» **DIRECTIONS**
Here are some entries; quote each one exactly.

» **RECORDED INFORMATION**
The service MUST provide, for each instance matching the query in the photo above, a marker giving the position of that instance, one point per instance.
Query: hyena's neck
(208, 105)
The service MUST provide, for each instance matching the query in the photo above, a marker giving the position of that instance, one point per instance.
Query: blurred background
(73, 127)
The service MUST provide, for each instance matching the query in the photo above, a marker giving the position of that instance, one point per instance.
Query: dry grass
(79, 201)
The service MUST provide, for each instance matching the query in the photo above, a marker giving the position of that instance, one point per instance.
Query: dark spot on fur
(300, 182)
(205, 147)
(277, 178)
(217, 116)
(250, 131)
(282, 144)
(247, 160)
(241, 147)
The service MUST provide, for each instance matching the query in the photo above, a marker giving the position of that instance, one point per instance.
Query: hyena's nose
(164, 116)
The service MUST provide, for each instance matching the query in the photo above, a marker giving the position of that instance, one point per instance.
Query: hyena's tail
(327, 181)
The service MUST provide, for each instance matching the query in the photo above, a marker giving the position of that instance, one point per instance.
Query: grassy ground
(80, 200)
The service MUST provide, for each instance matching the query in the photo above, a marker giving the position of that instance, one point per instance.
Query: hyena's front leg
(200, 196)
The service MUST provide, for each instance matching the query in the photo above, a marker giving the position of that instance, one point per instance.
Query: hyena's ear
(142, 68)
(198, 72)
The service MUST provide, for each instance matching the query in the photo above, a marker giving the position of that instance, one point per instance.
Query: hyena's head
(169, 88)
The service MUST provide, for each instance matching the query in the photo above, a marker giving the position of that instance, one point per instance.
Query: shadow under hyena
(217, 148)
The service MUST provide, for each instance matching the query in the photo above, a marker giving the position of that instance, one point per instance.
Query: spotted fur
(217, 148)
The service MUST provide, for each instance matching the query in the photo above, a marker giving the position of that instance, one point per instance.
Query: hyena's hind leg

» **RESULT FOR THIS EXERCISE**
The service MUST provide, for each instance matching the query in the photo above, a marker giving the position of that instance, one point per instance.
Query: hyena's neck
(208, 105)
The service MUST provide, for each instance matching the query in the photo above, a marker giving the position of that instance, one point per instance.
Query: blurred background
(73, 127)
The service MUST provide, for each instance matching the query in the photo above, a marker giving the position of that instance, one point per instance.
Query: dry grass
(79, 201)
The service MUST provide, for each instance matching the query in the photo above, a marker giving the position of that instance, one point per instance.
Query: dark spot on fur
(300, 182)
(205, 147)
(277, 178)
(217, 116)
(250, 131)
(282, 144)
(247, 160)
(241, 147)
The service MUST provide, for each instance matching the query in the photo above, a marker giving the position of that instance, one point per instance.
Query: hyena's nose
(164, 116)
The service MUST provide, for each instance matching the query in the photo above, a marker giving the position of that instance, one point per instance.
Query: hyena's tail
(327, 181)
The service MUST provide, for each instance matching the query in the photo above, a marker giving the position of that instance, one point per instance.
Query: grassy ground
(80, 200)
The service MUST provide, for each instance matching the query in the photo above, a marker giving the position of that instance, one point per instance.
Query: hyena's front leg
(200, 196)
The service MUST provide, for each instance matching the query in the photo above, a marker giving the position of that instance, one point per instance.
Query: hyena's ear
(142, 68)
(198, 72)
The service MUST provide, for each instance matching the query in the photo above, a marker giving the position of that instance, one point per instance.
Query: hyena's head
(169, 88)
The service MUST provide, for each instance matching the query in the photo above, a marker giving the position of that instance, one point per instance.
Query: shadow under hyena
(217, 148)
The service MUST provide, for each instance matching the query in the photo above, a marker giving the position of that instance, one point per instance.
Query: spotted fur
(217, 148)
The service MUST provide, for each instance matching the query in the photo above, a marker giving the position of that instance, one point per instance.
Query: hyena's hind leg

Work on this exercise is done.